**YOUR TASKS**
a - Using the Benchmark framework text, say whether each statement agrees with it: (i) collected results are given as elapsed time, (ii) the table generation call creates a parquet file at data/stock_trans.parquet, (iii) results of a test run go to benchmark-results.csv in the current directory. For each, answer yes or no and quote the words that settle it.
b - Write the next part of the Benchmark framework text, starting right after its final sentence.

**PASSAGE SHOWN**

== == ==

Name	Name	Last commit message	Last commit date
Latest commit History 41 Commits
.github	.github
src	src
.gitignore	.gitignore
CommandLine.md	CommandLine.md
LICENSE	LICENSE
README.md	README.md
Results.md	Results.md
VersusBencher.md	VersusBencher.md
eclipse-java-google-style.xml	eclipse-java-google-style.xml
pom.xml	pom.xml

Benchmark

Benchmark is a framework designed to work from the command line and through popular Java IDEs using the JUnit framework as a runner. It is geared towards scale testing interfaces capable of ingesting table data, transforming it, and returning tabular results. It represents a follow-on to the Bencher Project that benchmarks many of the query features of Deephaven Core Community.

For the present, tests are geared towards testing Deephaven Core Community through the Barrage Java Client. Tests focus on querying static parquet files, streamed Kafka topics, and replayed data.

The typical workflow of a Benchmark test is... Configure table/column generation --> Execute Query --> Measure Results. This is all done inside a Junit test class.

Tests are designed to scale by changing a scale property value call scale.row.count, so the same test can be used in multiple runs at different scales for comparison. For ease of comparison, collected results are processing rates rather than elapsed time.

Results for a test run are output to the console and stored in the current directory in benchmark-results.csv.

More Resources:

Entry into the Benchmark API

A Bench API instance allows configuration for test data generation, execution of queries against the Deephaven Engine, and state for test metrics.

public class AvroKafkaJoinStream {
	Bench api = Bench.create(this);
}

There is no need to memorize a class structure for the API. Everthing starts from a Bench instance and can be followed using "." with code insight.

Table Generation

Table data can be produced by defining columns, types, and sample data.

api.table("stock_trans").random()
	.add("symbol", "string", "SYM[1-1000]")
	.add("price", "float", "[100-200]")
	.add("buys", "int", "[1-100]")
	.add("sells", "int", "[1-100]")
	.generateParquet();

This generates a parquet file on the server with the path data/stock_trans.parquet for use in subsequent queries.

== == ==

**Pointing and labeling entries**
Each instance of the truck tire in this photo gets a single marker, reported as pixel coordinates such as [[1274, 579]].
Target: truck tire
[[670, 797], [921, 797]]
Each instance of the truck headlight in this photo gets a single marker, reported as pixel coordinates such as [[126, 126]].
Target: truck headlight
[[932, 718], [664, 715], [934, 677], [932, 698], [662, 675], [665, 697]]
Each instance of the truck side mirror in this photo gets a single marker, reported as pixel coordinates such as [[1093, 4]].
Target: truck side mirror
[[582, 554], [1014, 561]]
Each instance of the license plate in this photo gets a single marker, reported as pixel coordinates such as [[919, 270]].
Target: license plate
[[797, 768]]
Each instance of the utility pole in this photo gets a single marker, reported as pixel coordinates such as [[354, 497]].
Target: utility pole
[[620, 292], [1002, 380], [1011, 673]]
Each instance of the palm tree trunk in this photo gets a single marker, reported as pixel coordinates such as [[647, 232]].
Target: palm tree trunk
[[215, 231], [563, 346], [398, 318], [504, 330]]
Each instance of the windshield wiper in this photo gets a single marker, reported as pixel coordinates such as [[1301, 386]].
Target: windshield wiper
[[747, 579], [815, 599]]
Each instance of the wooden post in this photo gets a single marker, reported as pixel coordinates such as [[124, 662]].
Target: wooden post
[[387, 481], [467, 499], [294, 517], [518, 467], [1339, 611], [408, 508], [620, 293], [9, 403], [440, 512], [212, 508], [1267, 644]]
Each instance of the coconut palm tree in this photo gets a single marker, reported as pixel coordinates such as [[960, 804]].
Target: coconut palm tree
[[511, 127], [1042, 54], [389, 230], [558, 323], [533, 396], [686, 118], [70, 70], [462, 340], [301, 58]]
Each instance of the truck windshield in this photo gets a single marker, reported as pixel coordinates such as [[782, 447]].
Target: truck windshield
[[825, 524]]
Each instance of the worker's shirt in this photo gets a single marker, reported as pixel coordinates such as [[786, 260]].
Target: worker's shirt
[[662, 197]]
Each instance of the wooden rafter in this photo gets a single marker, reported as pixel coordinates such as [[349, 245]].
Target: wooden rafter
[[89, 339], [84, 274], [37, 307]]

== == ==

**ANSWERS TO THE EXERCISE**
a -
(i) No: "collected results are processing rates rather than elapsed time."
(ii) Yes: "This generates a parquet file on the server with the path data/stock_trans.parquet for use in subsequent queries."
(iii) Yes: "Results for a test run are output to the console and stored in the current directory in benchmark-results.csv."

b -
Table Types:

random: Will choose random values for each column range inclusive of the boundaries
fixed: Will iterate through the range inclusive of the boundaries. Table row count will be the longest range.

Column Types:

string
long
int
double
float

Generator Types:

Parquet: Generates a parquet file to the Deephaven Engines data directory in ZSTD compressed format
Avro: Generates records to a Kafka topic using Avro serializers and spec

Query Scripts

Table data can be queried from a Parquet file as in the following query script:

from deephaven.parquet import read

p_stock_trans = read('/data/stock_trans.parquet')

Or it can queried from a Kafka topic as in the following:

from deephaven import kafka_consumer as kc
from deephaven.stream.kafka.consumer import TableType, KeyValueSpec
		
kafka_stock_trans = kc.consume(
	{ 'bootstrap.servers' : '${kafka.consumer.addr}', 'schema.registry.url' : 'http://${schema.registry.addr}' },
	'stock_trans', partitions=None, offsets=kc.ALL_PARTITIONS_SEEK_TO_BEGINNING,
	key_spec=KeyValueSpec.IGNORE, value_spec=kc.avro_spec('stock_trans_record', schema_version='1'),
	table_type=TableType.append())

Examples of using Deephaven query scripts can be found in the Deephaven Core Community Tutorials.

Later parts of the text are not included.